If so, does that impairment or disturbance mean that the person is unable to make the decision in question at the time it needs to be made?
To have mental capacity, the person must fulfil all the first four questions in Box 3. It is important that every effort is made to communicate with the person being assessed, and this can be by any means including pictures and even blinking. It may be necessary to enlist the help of a speech therapist. Research has shown that capacity to consent is dependent upon the way in which the information is presented and that breaking up information into smaller chunks and using simpler language can aid decision making. It is also necessary to explain the decision in language that the person will understand, and it may be necessary to take the person to the actual place that is involved if for example, the person is deciding where he would like to live. The person does not have to retain the information for any longer than it takes to make the decision.
Key tests to assess mental capacity
Does the person have a general understanding of what decision they need to make and why they need to make it?
Does the person have a general understanding of the likely consequences of making, or not making, this decision?
Is the person able to understand, retain, use and weigh up the information relevant to this decision?
Can the person communicate their decision?
Is there a need for a more thorough assessment perhaps by involving a professional expert?
Capacity can fluctuate and if this occurs, then it is necessary to ask the person to make decisions when at his or her best. However, for the person to have capacity, he or she must also be able to understand what the consequences of that decision will be when at his or her worst (Case history 1).
Case history 1
Mr Jones is a 78-year-old man with gradually worsening dementia. He lived alone and both his neighbours and his home carers were becoming increasingly worried about his safety as he had been found wandering in the road, and often his meals were uneaten. As with many people with dementia, Mr Jones did have more lucid periods, and during these times seemed able to make some rational decisions.

Source records
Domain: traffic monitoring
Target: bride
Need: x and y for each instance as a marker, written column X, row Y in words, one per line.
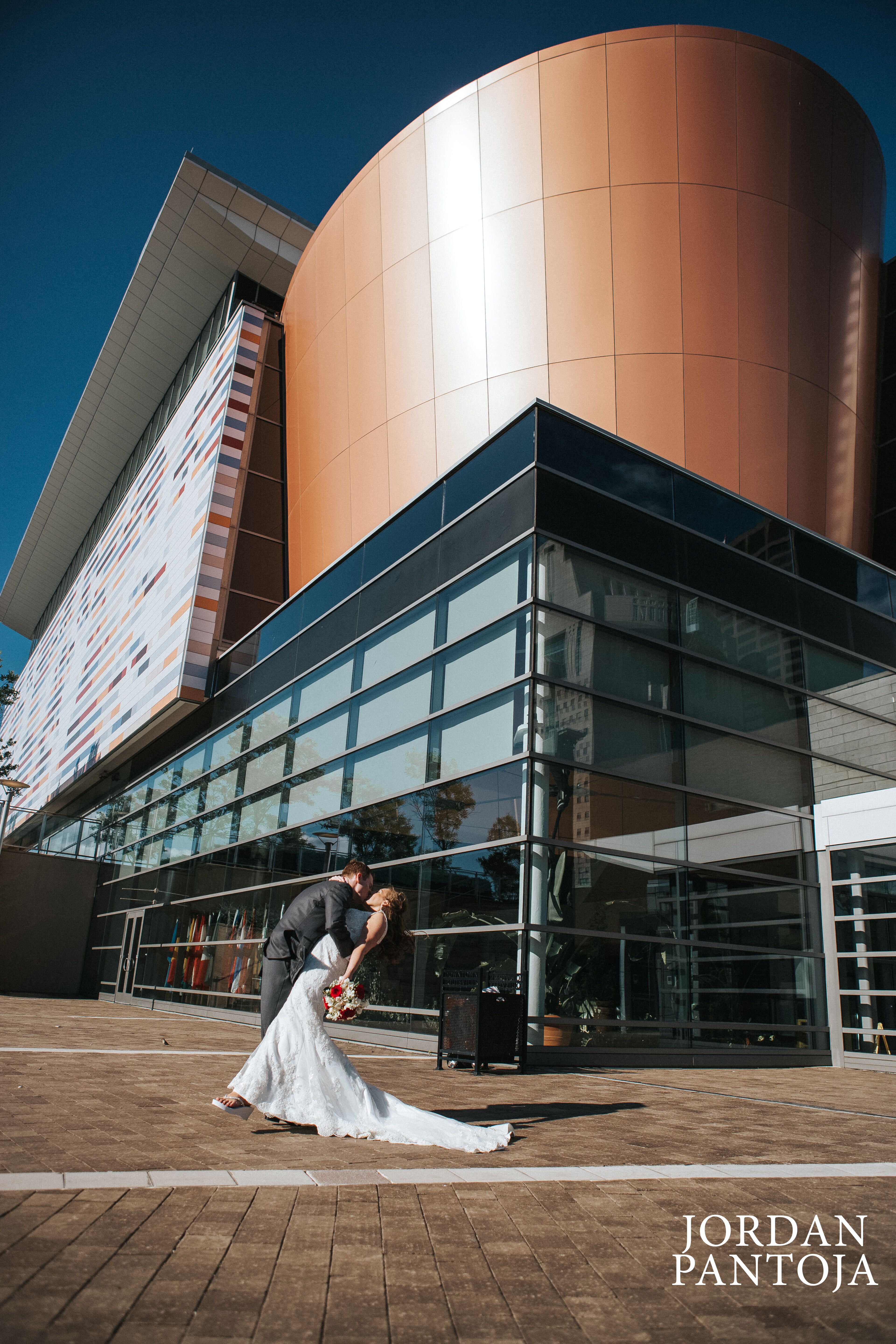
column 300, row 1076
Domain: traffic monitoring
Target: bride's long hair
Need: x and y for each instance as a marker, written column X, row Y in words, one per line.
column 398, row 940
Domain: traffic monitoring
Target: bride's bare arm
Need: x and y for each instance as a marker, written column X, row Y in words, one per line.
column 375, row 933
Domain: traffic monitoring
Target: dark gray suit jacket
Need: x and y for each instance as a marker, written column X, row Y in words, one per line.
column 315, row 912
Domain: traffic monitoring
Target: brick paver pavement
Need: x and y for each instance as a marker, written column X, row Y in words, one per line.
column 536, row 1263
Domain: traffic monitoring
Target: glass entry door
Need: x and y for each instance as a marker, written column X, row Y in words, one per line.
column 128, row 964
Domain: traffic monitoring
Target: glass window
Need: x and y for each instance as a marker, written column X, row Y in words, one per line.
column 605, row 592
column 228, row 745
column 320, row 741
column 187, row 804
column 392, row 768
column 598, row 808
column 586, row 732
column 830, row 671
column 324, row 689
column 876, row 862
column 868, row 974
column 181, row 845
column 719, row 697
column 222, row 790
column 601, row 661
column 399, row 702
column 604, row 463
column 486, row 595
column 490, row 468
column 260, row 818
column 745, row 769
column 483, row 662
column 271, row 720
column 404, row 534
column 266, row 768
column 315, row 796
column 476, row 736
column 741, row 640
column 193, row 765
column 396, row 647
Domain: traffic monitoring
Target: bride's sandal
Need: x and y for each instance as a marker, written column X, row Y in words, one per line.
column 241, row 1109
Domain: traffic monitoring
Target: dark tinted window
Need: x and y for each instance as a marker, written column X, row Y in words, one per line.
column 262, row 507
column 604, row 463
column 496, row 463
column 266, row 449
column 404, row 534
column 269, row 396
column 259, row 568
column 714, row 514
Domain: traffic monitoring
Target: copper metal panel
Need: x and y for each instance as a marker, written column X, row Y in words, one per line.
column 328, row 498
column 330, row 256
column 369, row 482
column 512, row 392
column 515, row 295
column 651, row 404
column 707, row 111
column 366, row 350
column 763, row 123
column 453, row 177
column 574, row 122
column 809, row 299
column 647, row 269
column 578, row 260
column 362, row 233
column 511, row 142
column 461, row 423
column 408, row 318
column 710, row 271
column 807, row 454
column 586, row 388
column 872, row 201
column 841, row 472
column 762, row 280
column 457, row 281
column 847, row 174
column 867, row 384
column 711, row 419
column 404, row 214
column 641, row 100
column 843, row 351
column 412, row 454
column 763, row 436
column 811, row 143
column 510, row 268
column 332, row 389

WHAT YOU NEED TO DO:
Edit the stretch of the mental capacity text from "Key tests to" through "to this decision?" so that "evaluate" takes the place of "weigh up".

TASK SOLUTION:
Key tests to assess mental capacity
Does the person have a general understanding of what decision they need to make and why they need to make it?
Does the person have a general understanding of the likely consequences of making, or not making, this decision?
Is the person able to understand, retain, use and evaluate the information relevant to this decision?